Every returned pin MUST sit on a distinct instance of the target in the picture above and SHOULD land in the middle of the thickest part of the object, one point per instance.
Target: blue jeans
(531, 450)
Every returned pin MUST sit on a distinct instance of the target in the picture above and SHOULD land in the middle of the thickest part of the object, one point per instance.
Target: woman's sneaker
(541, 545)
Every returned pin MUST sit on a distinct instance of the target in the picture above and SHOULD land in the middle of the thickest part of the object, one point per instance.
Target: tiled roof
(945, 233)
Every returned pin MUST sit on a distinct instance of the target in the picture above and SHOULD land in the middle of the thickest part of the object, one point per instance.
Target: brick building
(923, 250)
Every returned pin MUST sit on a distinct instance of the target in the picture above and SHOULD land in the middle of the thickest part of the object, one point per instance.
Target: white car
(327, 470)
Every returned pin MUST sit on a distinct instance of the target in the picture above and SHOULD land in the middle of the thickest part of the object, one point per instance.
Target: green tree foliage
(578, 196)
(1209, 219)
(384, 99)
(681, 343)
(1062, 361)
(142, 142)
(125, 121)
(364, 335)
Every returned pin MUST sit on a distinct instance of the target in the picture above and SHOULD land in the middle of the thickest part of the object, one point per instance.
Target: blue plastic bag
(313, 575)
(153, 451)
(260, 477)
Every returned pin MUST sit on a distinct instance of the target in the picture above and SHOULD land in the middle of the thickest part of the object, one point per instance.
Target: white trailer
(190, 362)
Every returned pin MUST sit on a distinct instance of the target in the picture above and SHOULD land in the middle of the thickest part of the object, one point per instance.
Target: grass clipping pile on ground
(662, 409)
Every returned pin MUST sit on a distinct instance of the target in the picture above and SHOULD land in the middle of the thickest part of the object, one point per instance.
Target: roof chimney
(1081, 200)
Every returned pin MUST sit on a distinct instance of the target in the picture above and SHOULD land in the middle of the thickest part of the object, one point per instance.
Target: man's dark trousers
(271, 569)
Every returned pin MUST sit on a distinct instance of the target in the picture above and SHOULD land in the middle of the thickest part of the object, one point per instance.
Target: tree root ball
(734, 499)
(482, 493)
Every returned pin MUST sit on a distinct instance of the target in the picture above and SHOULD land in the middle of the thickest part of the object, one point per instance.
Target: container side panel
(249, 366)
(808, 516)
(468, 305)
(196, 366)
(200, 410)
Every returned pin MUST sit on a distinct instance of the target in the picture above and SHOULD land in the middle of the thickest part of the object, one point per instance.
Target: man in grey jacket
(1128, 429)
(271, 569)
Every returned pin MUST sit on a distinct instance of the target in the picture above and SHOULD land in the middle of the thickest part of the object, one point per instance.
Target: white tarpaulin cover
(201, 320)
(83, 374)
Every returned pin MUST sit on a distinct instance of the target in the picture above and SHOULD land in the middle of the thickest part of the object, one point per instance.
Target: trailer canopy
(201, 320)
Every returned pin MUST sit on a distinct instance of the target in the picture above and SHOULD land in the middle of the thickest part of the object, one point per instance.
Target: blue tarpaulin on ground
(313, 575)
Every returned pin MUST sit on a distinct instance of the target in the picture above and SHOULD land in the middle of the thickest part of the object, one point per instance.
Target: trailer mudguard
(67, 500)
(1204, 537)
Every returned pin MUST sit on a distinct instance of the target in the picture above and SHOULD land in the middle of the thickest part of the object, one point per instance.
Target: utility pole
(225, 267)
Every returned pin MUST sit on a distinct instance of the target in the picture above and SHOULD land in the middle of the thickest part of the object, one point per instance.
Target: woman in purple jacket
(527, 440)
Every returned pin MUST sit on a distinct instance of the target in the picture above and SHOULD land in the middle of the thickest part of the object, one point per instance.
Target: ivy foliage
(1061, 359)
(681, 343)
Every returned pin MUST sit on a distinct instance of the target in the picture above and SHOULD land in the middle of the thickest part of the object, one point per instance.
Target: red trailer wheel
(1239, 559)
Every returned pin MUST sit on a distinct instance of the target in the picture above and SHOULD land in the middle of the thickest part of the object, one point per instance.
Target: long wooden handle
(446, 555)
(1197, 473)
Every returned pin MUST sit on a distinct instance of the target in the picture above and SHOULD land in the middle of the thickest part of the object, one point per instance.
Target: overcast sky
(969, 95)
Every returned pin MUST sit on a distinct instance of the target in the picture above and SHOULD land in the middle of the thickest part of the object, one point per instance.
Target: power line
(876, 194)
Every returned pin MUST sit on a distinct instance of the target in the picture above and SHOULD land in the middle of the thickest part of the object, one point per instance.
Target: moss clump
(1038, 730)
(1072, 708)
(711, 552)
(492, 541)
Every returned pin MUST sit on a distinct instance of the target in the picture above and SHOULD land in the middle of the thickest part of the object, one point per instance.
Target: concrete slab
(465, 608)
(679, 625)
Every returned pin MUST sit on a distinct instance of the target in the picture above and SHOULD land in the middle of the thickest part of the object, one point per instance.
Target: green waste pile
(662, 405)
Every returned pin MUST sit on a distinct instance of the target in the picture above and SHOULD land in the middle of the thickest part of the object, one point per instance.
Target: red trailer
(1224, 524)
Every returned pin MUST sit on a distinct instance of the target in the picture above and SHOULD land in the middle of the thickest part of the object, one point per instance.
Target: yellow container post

§ Problem
Report how many lines in the items above contain the word "pile", matching case exactly, and give only the number.

§ Solution for this task
2